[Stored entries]
◇ ◇ ◇ ◇
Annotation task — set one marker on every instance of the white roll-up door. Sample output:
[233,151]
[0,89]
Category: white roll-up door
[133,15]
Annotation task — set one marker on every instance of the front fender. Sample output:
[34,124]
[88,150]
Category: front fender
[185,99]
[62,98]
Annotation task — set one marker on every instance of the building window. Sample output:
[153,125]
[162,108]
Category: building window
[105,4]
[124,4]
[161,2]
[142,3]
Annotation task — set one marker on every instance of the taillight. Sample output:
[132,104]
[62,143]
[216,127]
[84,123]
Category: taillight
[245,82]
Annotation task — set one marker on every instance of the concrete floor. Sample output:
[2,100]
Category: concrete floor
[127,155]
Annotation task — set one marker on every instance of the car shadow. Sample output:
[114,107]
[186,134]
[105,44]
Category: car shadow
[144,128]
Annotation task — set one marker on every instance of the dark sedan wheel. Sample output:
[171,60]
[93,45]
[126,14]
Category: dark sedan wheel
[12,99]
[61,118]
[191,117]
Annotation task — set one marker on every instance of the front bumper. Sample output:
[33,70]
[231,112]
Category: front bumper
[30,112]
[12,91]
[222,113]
◇ ◇ ◇ ◇
◆ Exercise prompt
Which lines of the data include the string "Sample"? Find them and copy each one.

◆ Worked solution
Annotation task — set one marker on every instance of the white roll-up door. Sample output:
Annotation task — set one marker on every instance of the front fender. Sample output:
Annotation task — set one marker on every instance of the building window. Sample output:
Annotation task — set one marker on every instance of the taillight. Sample output:
Annotation task — set one marker on every instance of the concrete floor. Sample output:
Annotation task — set one marker on every instance of the car shadow. Sample output:
Annotation task — set one marker on every instance of the dark sedan wheel. Sample output:
Annotation task — set one marker on every instance of the front bumper. Sample output:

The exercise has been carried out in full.